**Collected data**.

BEGIN

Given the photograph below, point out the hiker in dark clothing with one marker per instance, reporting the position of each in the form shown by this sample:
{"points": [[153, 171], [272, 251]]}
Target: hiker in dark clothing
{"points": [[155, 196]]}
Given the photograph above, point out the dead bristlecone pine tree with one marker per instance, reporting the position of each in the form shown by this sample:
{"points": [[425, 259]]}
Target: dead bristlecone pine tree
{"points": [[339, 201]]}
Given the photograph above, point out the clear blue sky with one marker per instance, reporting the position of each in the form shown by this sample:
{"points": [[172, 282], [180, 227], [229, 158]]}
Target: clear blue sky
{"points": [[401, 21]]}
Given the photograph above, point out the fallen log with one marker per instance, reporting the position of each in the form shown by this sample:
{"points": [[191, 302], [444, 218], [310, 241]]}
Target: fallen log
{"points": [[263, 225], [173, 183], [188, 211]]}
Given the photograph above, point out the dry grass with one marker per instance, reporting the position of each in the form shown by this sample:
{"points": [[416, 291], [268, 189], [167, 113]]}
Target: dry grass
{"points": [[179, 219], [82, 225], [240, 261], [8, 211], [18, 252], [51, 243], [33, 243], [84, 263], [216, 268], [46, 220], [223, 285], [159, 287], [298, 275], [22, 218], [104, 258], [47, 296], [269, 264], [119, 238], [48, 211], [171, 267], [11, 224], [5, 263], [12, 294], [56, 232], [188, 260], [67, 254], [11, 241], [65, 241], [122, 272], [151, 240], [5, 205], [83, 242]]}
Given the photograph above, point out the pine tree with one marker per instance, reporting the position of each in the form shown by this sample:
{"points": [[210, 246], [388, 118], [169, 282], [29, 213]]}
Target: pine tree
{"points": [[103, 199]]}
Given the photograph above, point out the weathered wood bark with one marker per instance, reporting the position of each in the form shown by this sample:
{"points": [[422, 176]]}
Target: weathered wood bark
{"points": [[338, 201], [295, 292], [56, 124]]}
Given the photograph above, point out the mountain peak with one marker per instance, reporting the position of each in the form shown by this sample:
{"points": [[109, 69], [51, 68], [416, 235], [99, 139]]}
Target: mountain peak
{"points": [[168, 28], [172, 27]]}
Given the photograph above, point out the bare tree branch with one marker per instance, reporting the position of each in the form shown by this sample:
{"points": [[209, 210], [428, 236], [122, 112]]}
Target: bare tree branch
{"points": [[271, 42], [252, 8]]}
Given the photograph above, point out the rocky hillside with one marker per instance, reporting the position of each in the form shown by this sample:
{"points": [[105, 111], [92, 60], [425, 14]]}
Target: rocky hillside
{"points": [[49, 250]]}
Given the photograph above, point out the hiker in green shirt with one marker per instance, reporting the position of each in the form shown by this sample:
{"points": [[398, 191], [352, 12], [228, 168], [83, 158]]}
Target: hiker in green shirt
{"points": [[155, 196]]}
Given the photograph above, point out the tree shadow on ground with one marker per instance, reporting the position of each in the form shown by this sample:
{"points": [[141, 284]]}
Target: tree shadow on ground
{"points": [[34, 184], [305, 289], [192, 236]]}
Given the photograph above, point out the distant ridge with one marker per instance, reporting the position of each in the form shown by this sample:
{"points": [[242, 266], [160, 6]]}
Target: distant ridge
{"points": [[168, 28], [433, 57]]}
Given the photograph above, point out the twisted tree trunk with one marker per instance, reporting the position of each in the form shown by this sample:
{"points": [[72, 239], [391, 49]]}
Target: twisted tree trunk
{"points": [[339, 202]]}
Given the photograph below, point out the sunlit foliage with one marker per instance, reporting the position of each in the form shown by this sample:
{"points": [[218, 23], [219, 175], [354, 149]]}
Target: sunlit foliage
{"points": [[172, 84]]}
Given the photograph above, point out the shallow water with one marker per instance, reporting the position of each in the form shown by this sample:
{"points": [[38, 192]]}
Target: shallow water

END

**PROBLEM DESCRIPTION**.
Write out every line from the data above that includes "water".

**EXERCISE SOLUTION**.
Given the photograph above, point out the shallow water with one marker per instance, reporting the position of each in the form shown by this sample:
Target: shallow water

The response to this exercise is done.